Dataset rows
§ §

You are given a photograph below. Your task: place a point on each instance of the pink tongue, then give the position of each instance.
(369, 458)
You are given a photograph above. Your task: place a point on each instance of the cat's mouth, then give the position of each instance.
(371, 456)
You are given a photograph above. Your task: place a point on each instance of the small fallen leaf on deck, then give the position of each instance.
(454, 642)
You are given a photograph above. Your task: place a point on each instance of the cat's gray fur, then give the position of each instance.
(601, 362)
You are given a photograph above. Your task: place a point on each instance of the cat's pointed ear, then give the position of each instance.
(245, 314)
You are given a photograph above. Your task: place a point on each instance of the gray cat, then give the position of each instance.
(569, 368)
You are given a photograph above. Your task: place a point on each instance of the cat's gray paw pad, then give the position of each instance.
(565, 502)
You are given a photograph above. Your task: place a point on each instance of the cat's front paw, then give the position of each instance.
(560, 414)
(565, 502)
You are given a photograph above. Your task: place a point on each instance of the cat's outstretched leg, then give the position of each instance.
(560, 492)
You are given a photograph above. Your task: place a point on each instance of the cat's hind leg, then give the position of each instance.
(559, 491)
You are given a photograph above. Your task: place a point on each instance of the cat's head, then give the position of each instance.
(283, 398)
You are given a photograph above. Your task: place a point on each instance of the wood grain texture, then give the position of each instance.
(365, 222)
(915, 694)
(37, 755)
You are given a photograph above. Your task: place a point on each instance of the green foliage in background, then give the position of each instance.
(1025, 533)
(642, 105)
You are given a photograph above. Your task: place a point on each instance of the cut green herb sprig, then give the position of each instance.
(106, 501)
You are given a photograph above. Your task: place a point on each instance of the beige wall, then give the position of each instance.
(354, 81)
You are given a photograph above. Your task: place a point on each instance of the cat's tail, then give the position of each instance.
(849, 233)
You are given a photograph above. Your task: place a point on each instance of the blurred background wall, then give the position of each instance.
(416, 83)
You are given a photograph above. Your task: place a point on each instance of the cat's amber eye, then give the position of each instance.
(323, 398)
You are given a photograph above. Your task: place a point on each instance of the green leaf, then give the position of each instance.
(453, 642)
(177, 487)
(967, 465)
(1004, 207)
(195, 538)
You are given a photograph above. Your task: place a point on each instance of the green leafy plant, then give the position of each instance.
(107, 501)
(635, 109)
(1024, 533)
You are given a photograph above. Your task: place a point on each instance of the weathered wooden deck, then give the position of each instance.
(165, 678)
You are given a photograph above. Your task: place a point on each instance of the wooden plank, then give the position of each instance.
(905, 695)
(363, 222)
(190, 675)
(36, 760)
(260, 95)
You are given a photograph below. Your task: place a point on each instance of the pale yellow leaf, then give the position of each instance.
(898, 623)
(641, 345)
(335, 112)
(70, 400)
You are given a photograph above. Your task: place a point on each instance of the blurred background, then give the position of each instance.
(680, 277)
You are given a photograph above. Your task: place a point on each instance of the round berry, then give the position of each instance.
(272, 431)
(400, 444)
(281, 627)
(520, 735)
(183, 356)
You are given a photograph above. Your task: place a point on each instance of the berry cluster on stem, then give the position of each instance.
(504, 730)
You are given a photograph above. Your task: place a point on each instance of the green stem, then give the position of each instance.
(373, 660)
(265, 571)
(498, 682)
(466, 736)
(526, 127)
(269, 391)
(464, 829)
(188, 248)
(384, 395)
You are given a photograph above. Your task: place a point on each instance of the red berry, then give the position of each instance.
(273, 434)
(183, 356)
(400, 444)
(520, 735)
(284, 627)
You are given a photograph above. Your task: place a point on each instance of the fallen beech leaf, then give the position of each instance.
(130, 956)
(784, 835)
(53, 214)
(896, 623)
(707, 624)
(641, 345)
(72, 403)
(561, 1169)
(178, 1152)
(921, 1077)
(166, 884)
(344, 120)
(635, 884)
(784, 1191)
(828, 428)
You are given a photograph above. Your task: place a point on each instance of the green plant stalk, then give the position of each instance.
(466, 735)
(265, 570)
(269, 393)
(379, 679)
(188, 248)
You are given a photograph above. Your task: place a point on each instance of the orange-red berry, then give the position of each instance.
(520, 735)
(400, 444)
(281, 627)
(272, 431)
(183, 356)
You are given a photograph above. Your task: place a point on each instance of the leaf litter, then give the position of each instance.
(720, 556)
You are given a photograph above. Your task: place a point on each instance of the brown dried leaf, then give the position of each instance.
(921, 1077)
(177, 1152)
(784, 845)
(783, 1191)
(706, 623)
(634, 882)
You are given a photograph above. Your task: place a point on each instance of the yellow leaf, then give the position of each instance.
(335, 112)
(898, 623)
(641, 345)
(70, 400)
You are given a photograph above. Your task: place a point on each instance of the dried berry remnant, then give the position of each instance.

§ §

— WHAT TO WORK ON —
Take the material above and return all of it exactly.

— WRITTEN SOLUTION —
You are given a photograph below. Your task: place a point on each instance of the pink tongue, then give the position of each instance.
(369, 458)
You are given a photograph above. Your task: place a point on each instance of the cat's mouth, then give the position of each instance.
(371, 456)
You are given a photograph above. Your task: place a point on each instance of the small fallen leaf on deck, then give the position of each instance.
(454, 642)
You are given a photograph above. Your task: place a point on each instance of the cat's gray fur, then give the position of each instance.
(601, 362)
You are given a photograph above. Your task: place a point on each instance of the cat's pointed ear, then give the position of each instance.
(245, 314)
You are given a photograph above. Your task: place a point on each instance of the gray cat, then give the position of each instance.
(569, 368)
You are given a photograph above. Your task: place a point on each instance of the cat's gray paw pad, then give the position of each instance.
(565, 502)
You are given a photograph above. Your task: place a point on each instance of the cat's front paw, then give the position of each instance.
(560, 414)
(565, 502)
You are given a photograph above. Your task: place a point on each instance of the cat's outstretched leg, then give the position of each instance.
(560, 492)
You are given a photograph above. Your task: place a point on each instance of the cat's hind leg, then give the position of each instance.
(559, 491)
You are given a photograph above. Your task: place a point on each instance of the cat's head, then give the position of each instance.
(283, 398)
You are given a photograph above. Your task: place a point on each instance of the wood grain texture, then give the position of each instance.
(365, 222)
(915, 694)
(37, 755)
You are given a photograph above. Your task: place a point on each instance of the green foliage in background, then give the position of each instance.
(1025, 533)
(642, 105)
You are given a photograph above. Your task: place a point on each instance of the cut green herb sprig, then give the position of each instance.
(106, 501)
You are given a photograph above. Your task: place a point on each instance of the beige wall, then give the position of each instance.
(354, 81)
You are given a photograph above. Your task: place a point on each instance of the cat's tail, then give the position of each instance.
(849, 233)
You are given a photograph above. Your task: place a point on each instance of the blurred background wall, then give the position of each instance.
(416, 83)
You are given a photograph above. Your task: place a point on each instance of the cat's amber eye, then give the position of each instance.
(323, 398)
You are given a photograph above. Your task: place a point on each instance of the green leaf, then give the position of each instance.
(453, 642)
(177, 487)
(967, 465)
(1004, 207)
(195, 538)
You are given a photograph above. Your task: place a point on each instance of the green leafy plant, then give the position of each instance.
(107, 501)
(635, 109)
(1024, 533)
You are given a photograph above. Your task: place a point on each instance of the weathered wooden deck, then give the position of each instance.
(165, 678)
You are given a photograph above. Your task: place a point on each instance of the wooden plank, then give the position of each instance.
(905, 695)
(363, 222)
(190, 675)
(36, 760)
(260, 95)
You are given a photograph below. Your task: place a point on each instance of the pale yellow leaf, then give the position of each instance.
(898, 623)
(641, 345)
(335, 112)
(70, 400)
You are given a photograph above. Your task: place a point on each instance of the blurred background, then give the position of each instance.
(680, 277)
You are given a photograph above. Your task: place a point on each instance of the round berry, then give the position of each instance.
(272, 431)
(400, 444)
(281, 627)
(520, 735)
(183, 356)
You are given a photograph above. Your task: place a point on each instance of the berry cluster on stem, then give the position of each instance.
(504, 730)
You are given a photograph above. Your task: place a point on each instance of the green stem, then give the position of each instance.
(373, 660)
(265, 571)
(498, 682)
(466, 736)
(526, 127)
(269, 391)
(464, 829)
(188, 248)
(384, 395)
You are given a photograph above. Your task: place a point on each instance of the red berry, then give the position of each instance.
(273, 434)
(183, 356)
(400, 444)
(520, 735)
(284, 627)
You are given a photograph above. Your task: place a point on each instance of the fallen beech leaf, then give the position of each instance.
(130, 956)
(784, 835)
(53, 214)
(896, 623)
(707, 624)
(641, 345)
(72, 403)
(561, 1169)
(178, 1152)
(921, 1077)
(166, 884)
(344, 120)
(635, 884)
(784, 1191)
(828, 428)
You are given a photograph above. Your task: place a point on each instance of the green plant stalk, then give the position of each instance.
(466, 735)
(265, 570)
(269, 393)
(379, 679)
(188, 248)
You are given a photograph above. Your task: place a point on each instance of the orange-red berry, then give the position of each instance.
(520, 735)
(400, 444)
(281, 627)
(272, 431)
(183, 356)
You are given a photograph above. Your task: place a point on each instance of the leaf litter, then give the position of each instance.
(720, 556)
You are given a photograph above. Your task: place a point on each instance of the brown dried leaf, then give the position of each instance.
(921, 1077)
(177, 1152)
(784, 845)
(783, 1191)
(706, 623)
(634, 882)
You are given a photograph above. Your task: place a point on each instance of the yellow leaf, then give the position of each instance.
(335, 112)
(898, 623)
(641, 345)
(70, 400)
You are given a photograph above. Your task: place a point on each instance of the dried berry remnant, then give the position of each instance.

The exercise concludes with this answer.